Extract to read
Problem is that they're designed to live underground so have a very high tolerance to low oxygen levels. I usually leave animals for at least 1/2 an hour after they appear dead 'just to make sure' but I've had hamsters wake up after a full hour!
I guess you could do that until they're unconcious then do the other method too? I'd worry that they were still a little concious though. I also hate it that it takes them so long to even get knocked out by the gas, it can't be nice for them while they're having difficulty breathing and are concious for so long.
Mice go in literally seconds, hamsters can take up to 5 minutes of struggling before they fall


----------



## Ally (Mar 8, 2006)

SnakeBreeder said:


> Excellent Post Ally.
> 
> I can add to that Degus.
> need a lot of space and destructfull but larger snakes like them.
> ...


Thanks 

I've offered degus to my snakes (never kept or bred them myself though) and found that the boas and tegus would take them, but not much else. Royals really didn't seem fussed, and oddly, the ratsnakes weren't too keen either (shock, horror!)



ladyboid said:


> agread with all been said so far.
> and definatly hated sorting out the gerbils, apart from the tails shedding they make alot of mess after the dead has been done if you know what i mean.
> 
> Thats a good tip on the hamsters and long fur snakebreeder. I have a freezer full of hamsters and one snake is getting most of them so i will keep a extra eye out on her to make sure she goes...
> ...


Agreed, everyone likes rabbits of an appropriate size, the pinkies/fuzzies go down well, but I bet they're very difficult to gas for the same reason an hamsters - I always find the younger rodents take longer to go by gas and almost always use another methin if the eyes aren't yet open.

Exercise goal
In the forum thread on feeder rodents, list every kind of animal named as taking or refusing the degus that were offered.

Pointing dataset records:

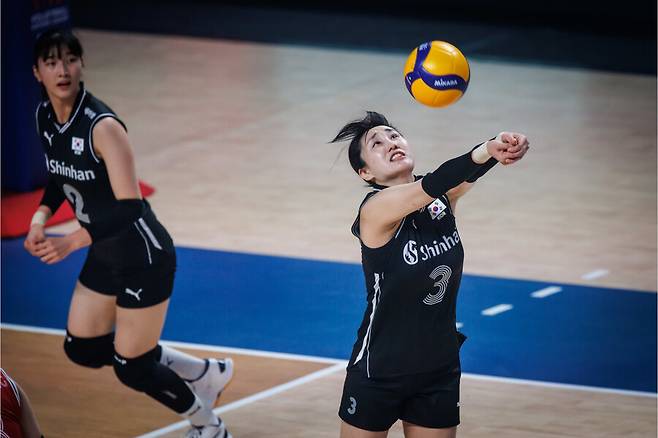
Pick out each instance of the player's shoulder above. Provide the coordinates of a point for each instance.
(93, 107)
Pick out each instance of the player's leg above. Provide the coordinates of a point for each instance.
(368, 407)
(89, 339)
(136, 365)
(415, 431)
(432, 408)
(207, 377)
(349, 431)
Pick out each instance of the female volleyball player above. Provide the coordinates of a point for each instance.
(120, 301)
(405, 362)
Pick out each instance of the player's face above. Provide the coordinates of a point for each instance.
(387, 155)
(60, 73)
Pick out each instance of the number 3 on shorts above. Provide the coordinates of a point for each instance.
(76, 199)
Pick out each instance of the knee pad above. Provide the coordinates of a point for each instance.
(90, 352)
(137, 373)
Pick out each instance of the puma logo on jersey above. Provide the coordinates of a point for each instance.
(89, 113)
(48, 137)
(77, 145)
(437, 209)
(133, 293)
(352, 409)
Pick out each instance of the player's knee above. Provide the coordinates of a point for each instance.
(137, 372)
(90, 352)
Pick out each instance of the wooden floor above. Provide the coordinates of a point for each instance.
(233, 136)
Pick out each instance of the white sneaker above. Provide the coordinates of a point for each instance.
(209, 431)
(213, 381)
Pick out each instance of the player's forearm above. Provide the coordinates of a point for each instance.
(52, 197)
(455, 171)
(80, 238)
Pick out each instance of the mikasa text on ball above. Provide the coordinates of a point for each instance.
(436, 74)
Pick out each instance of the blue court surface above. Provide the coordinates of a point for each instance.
(582, 335)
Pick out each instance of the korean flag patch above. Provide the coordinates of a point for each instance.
(437, 209)
(78, 145)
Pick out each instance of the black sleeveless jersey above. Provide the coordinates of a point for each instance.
(83, 178)
(412, 283)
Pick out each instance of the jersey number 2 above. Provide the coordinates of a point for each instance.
(76, 199)
(444, 272)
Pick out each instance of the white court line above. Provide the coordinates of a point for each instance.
(595, 274)
(253, 398)
(543, 293)
(33, 329)
(559, 385)
(495, 310)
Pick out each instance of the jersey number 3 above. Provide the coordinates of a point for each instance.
(76, 199)
(443, 272)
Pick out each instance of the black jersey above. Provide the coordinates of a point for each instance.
(412, 283)
(82, 176)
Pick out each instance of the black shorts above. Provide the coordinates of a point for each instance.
(425, 399)
(134, 287)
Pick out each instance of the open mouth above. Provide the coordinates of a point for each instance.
(397, 155)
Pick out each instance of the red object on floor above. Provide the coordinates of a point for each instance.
(16, 211)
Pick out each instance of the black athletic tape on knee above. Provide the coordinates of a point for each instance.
(90, 352)
(123, 213)
(145, 374)
(135, 372)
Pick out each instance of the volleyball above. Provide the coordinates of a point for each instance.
(436, 74)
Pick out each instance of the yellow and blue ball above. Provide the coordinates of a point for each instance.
(436, 74)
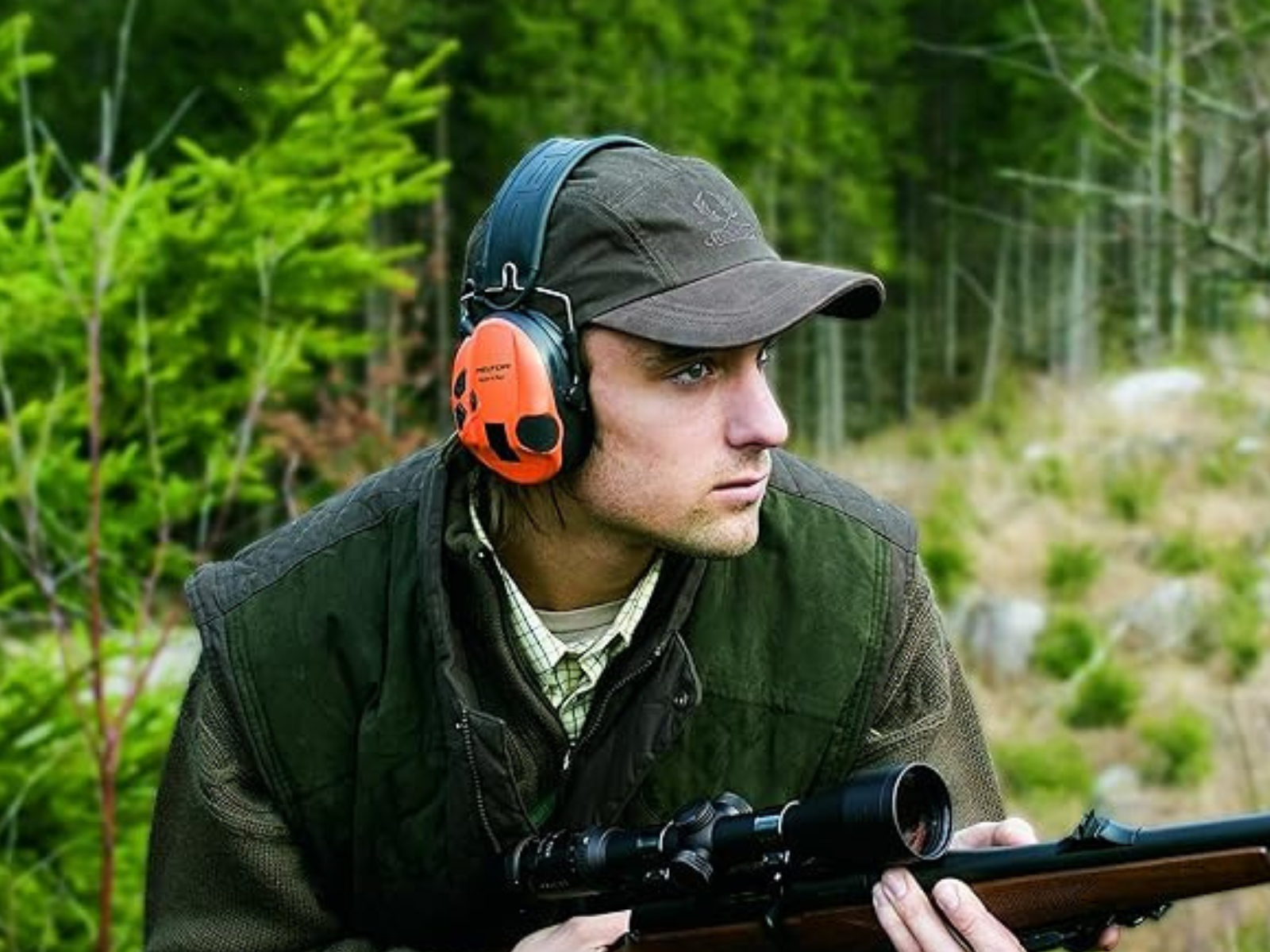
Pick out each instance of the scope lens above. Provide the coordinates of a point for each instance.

Exercise result
Boas, tegus, royals, ratsnakes